**Page text:**

Kim Saxton:        It was just so parallel to technical debt that I really got excited at thinking about, "Okay, what are these decision points that once you've made it, constrain you in the future, and how can we help people be more thoughtful about marketing?" I think in some ways for startups, marketing is a challenge because everybody can do marketing. We can do a lot of experimenting, and we learn as we go, but every time we experiment and choose a path, that means that we didn't choose another path. So, I started looking at where are the biggest problems that I see in marketing. The first one comes in what customers do you choose to go after. Technically, we in academics, I teach these concepts in major business schools, so I know what we're supposed to teach, and then I get to see how it plays out for real with startups.

Mike Kelly:          Yeah. What idiots like me actually do. Right.

Kim Saxton:        We call that market segmentation. When we say market segmentation, what we mean is think about an endless stream of customers, whether they're people or companies. There are buckets of them, buckets where everybody inside the bucket is similar, and that bucket is different from another bucket. Right? So, who do you choose to go after? Well, the challenge for startups in the segmentation sea is that they want the product to be for everybody, but they don't have the resources to go after everybody.

Kim Saxton:        The first thing you have to do is figure out for whom is this product perfect, and that's segmentation. Once you know for whom this product is perfect, the second sea is what I call the positioning sea, which is how do you talk to them about this. So, there are two big things that happening in the positioning sea that cause challenges. First of all, everybody interprets any new information they get from what we call a frame of reference. The mind is a beautiful computer like instrument, and all new information that comes in, the mind tries to categorize it.

**What to do:**
1. Copy everything in the marketing conversation from "Mike Kelly:          Yeah." down to "go after everybody.".
2. In the marketing conversation, what does Kim Saxton call the second sea?
3. Carry the marketing conversation on from its last sentence.

**Data lines:**
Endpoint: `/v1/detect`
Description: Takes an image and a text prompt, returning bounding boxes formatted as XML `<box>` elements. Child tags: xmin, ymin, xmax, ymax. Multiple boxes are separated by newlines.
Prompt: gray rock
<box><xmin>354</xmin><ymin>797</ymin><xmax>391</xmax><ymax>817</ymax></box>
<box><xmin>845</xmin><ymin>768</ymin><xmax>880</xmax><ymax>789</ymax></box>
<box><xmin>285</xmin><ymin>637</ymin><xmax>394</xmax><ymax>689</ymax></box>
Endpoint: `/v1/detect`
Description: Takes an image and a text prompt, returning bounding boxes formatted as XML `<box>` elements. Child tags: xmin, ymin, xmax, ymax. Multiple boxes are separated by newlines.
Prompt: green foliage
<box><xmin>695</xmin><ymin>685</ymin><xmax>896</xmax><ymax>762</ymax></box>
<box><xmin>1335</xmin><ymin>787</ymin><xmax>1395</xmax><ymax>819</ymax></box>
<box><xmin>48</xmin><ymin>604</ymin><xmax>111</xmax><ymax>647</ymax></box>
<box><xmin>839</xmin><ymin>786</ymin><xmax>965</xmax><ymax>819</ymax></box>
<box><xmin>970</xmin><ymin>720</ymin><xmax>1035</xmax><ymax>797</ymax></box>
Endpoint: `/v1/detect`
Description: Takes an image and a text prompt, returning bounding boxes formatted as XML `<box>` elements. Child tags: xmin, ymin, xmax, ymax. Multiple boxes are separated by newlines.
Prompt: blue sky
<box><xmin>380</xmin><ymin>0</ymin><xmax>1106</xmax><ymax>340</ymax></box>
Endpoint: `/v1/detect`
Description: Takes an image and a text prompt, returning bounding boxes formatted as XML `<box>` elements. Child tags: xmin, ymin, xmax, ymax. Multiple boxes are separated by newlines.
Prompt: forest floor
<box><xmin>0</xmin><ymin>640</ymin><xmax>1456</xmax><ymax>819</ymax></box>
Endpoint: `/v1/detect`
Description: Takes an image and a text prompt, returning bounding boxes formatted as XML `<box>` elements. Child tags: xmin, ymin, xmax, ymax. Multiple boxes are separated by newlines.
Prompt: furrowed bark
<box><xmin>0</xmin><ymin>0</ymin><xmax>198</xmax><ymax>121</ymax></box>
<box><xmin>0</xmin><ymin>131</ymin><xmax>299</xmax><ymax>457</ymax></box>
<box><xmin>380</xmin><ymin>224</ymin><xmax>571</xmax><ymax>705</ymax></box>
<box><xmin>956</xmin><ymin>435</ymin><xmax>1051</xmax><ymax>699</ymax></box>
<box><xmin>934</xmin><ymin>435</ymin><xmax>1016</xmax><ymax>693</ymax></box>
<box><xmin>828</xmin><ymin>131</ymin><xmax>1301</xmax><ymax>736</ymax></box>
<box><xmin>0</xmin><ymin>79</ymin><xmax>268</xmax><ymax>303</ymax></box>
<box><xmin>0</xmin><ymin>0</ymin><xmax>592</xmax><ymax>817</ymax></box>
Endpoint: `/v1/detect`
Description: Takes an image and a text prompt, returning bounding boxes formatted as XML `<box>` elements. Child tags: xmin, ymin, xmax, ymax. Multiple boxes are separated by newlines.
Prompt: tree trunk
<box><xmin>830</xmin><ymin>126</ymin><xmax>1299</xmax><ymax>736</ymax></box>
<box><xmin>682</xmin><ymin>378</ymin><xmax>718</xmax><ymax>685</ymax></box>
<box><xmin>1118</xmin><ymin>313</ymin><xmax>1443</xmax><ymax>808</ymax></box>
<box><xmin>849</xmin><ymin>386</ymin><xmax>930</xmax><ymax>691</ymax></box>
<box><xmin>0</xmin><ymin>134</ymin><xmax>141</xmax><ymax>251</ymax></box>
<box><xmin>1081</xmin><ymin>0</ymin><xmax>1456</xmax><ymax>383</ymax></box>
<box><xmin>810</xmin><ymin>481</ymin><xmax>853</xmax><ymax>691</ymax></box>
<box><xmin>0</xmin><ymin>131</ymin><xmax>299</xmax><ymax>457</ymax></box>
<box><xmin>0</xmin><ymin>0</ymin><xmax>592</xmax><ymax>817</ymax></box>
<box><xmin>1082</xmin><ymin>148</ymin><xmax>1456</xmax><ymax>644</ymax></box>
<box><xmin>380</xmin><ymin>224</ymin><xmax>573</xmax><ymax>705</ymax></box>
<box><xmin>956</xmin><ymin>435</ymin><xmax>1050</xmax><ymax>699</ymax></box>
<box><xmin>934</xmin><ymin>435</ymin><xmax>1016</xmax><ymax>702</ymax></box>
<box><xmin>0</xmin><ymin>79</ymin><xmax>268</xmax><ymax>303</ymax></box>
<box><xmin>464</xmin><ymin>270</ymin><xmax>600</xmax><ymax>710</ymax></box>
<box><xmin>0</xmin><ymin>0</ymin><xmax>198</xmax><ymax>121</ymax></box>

**Expected responses:**
1.
Mike Kelly:          Yeah. What idiots like me actually do. Right.

Kim Saxton:        We call that market segmentation. When we say market segmentation, what we mean is think about an endless stream of customers, whether they're people or companies. There are buckets of them, buckets where everybody inside the bucket is similar, and that bucket is different from another bucket. Right? So, who do you choose to go after? Well, the challenge for startups in the segmentation sea is that they want the product to be for everybody, but they don't have the resources to go after everybody.

2. The positioning sea.

3.
Kim Saxton:        So, that's your frame of reference. What's the category I'm supposed to think of this as? The classic example I give is fast food. Right? If I tell you something is fast food, you immediately have attributes that come to mind. Right?

Mike Kelly:          Yes.

Kim Saxton:        Like?

Mike Kelly:          Like it's probably not going to be that tasty, it's probably not going to be nutritious, it's probably going to be cheap, it's probably going to be lower quality, all of that.

Kim Saxton:        But it's going to be very convenient.

Mike Kelly:          Yes.

Kim Saxton:        Some people would argue that it's probably going to be tasty but not healthy.

Mike Kelly:          Yeah.

Kim Saxton:        But maybe not as tasty and flavorful when you think of flavors. It's not going to have a lot of flavors, but let's all admit that a McDonald's fry is pretty yummy. Right?

Mike Kelly:          Can be, yes.

Kim Saxton:        So, if I tell you something is fast food, immediately all those attributes come to mind and you know what I'm talking about. Right?

Mike Kelly:          Yes.

Kim Saxton:        Then you can say, "But I'm not like those. Here's how I'm different." You have to be in a market category, a frame of reference that people know. You also have to be able to say how you're different. Then the other thing that happens here is that how you're different changes over time. This is the whole pivot phenomenon that because you're trying to find product market fit, sometimes you don't know exactly what the right way to be different is from the outset, so you tell people you're different for one reason, and three months later or six months later or a year later you change it and now you're different for something else. Now you have a customer database of people who raise their hands for two different offerings, and they don't know which you are. That's the positioning sea.

Kim Saxton:        Then the third sea in the marketing realm is really about implementation. It's tactical kinds of things. We talk about pricing and value and the sales process, and then even advertising. Advertising is a huge problem for startups because it's very expensive. So, anything that you try to do to minimize your costs is also going to have not very much reach. So, positioning yourself or making choices that make it easier to scale your sales and marketing later are what we try to talk about in that sea, is how do we take some of what we call marketing the four Ps and set up a startup so that it has an opportunity to be successful.

Mike Kelly:          Four Ps.

Kim Saxton:        The four Ps of marketing are product, price, we use the term place to mean distribution or thinking about how to access customers, and then the last one is promotion, so advertising fits in there.

Mike Kelly:          Got it.

Kim Saxton:        So, Facebook, for example, is a really cheap tool, and every business can put up a Facebook and run Facebook ads, but you can't just be Facebook. You have to also invest in a website and email marketing and all those other things.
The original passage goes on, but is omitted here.